Top of Text under study

Yet by far the biggest threat will come from the catastrophic gridlocks that’ll inevitably result from this drive-to-rule madness. For, anyone who has ever driven in a major city will know that it’s impossible to obey every traffic law, including speed limits, all the time.

You approach a traffic light, it turns to yellow. Stop gradually, says the Highway Code. Yet you’re so close to the light that you can only stop abruptly, and that BMW youngster whose loving attention you managed to escape on the M25 is still on your tail. So you step on the accelerator and zip through the light just as it turns red.

I won’t strain my imagination and your patience by thinking up dozens of scenarios where a traffic law clashes with the law of self-preservation. You can do it as well as I can, as you can imagine what our – already sclerotic – roads would be like if everyone stuck to the speed limit without ever exceeding it by, say, 10 per cent.

The more jams there are, the more nervous and impatient do drivers become – the likelier they consequently are to do stupid things. And most road fatalities are caused by people driving badly, not by them driving fast.

In fact, last year only 202 people were killed by excessive speed in Britain. ‘Only’ sounds like a callous word in this context, but considering that we have over 30 million drivers travelling billions of miles, the number is trivial. 

In any case, it’s possible to be a bad, slow driver and a good, fast one. For example, the most accident-prone motorway driver I knew was a colleague of mine who always chugged along under the speed limit.

(He often drove to Brussels on business, and one day we went together with me at the wheel. He fell asleep at Calais and woke up in Brussels, refusing to believe the clock. Apparently I had got there in half his usual time – and unlike him I’ve never had a motorway accident in my life.)

Now British roads are already among the safest in Europe. The French, for example, have twice as many road fatalities – this though France has roughly the same population, 2.5 times the territory and 10 times the number of road miles per car.

The area in and around Paris apart, France has, by our standards, empty roads everywhere, and yet the French create a regular vehicular carnage. And the US, which has five times our population and 40 times our territory, suffers 15 times the number of road deaths.

I’d suggest that perhaps HMG could show more trust in British drivers who, by my observation, are by far the best in the world. But it’s not about trust or lack thereof. It’s about empowering the state at the expense of the individual, and the government would introduce this awful law even if no one ever died on our roads.

Nor is it just a speed limiter. Also being installed are automatic breathalysers.

Your car will sense when you’ve had three glasses of wine instead of the allowable two and won’t start. That’ll kill social life in the countryside, but that’s not the state’s problem, is it?

I’m only sorry to see such artificial limits placed on modern technological advances that are, as we know, limitless. I think that breathalyser should take on new functions.

The car should indeed start, but then go into self-drive mode and deliver the culprit to the nearest police station. Then the vehicle could snap handcuffs on him and perhaps even slap him around, to save the police precious time.

If you think I’m joking, you ought to have more respect – not for me, but for the state’s infinite wisdom. Coming soon: a bathroom robot forcing you to wash your hands after relieving yourself.


3 thoughts on “Call yourself a driver?”

  1. I can assume what the two leading causes of car accidents are the same in Europe as in Australia. Yesterday, I had senior students fainting and throwing-up as we spent six long hours crammed in various sections of the local hospital and morgue watching horrific video clips of blood-splattered mangled youth, along with various first response police, paramedics and firemen all attempting to outdo each other with horrendous tales of crushed youth trapped in cars. Cause one; texting while driving, followed closely by males 18-25 inebriated while behind the wheel. Third statistic and the rest combined pale into insignificance compared to these. So, unless cars have built-in features to correct these, then other measures are useless.

Bottom of Text under study
Top of Provided records

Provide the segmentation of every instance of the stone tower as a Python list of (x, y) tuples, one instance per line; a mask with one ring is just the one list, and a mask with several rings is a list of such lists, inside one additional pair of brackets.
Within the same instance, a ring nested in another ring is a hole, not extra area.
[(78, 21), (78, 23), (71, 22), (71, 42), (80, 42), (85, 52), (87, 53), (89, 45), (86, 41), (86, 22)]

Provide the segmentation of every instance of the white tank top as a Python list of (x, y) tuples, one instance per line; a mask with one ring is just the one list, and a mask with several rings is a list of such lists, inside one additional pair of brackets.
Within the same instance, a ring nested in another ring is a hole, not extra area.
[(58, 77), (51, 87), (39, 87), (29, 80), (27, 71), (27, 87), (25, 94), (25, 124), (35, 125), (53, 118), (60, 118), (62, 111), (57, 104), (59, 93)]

Bottom of Provided records

• Exercise instructions:
- 1) According to the article on driving laws, how many people were killed by excessive speed in Britain last year?
- 2) Transcribe the part of the article on driving laws that starts with "I’d suggest that" and goes on through "are automatic breathalysers.".
The lines are unrelated to the article on driving laws.

• Solutions to the tasks:
- 1) 202 people.

- 2)
I’d suggest that perhaps HMG could show more trust in British drivers who, by my observation, are by far the best in the world. But it’s not about trust or lack thereof. It’s about empowering the state at the expense of the individual, and the government would introduce this awful law even if no one ever died on our roads.

Nor is it just a speed limiter. Also being installed are automatic breathalysers.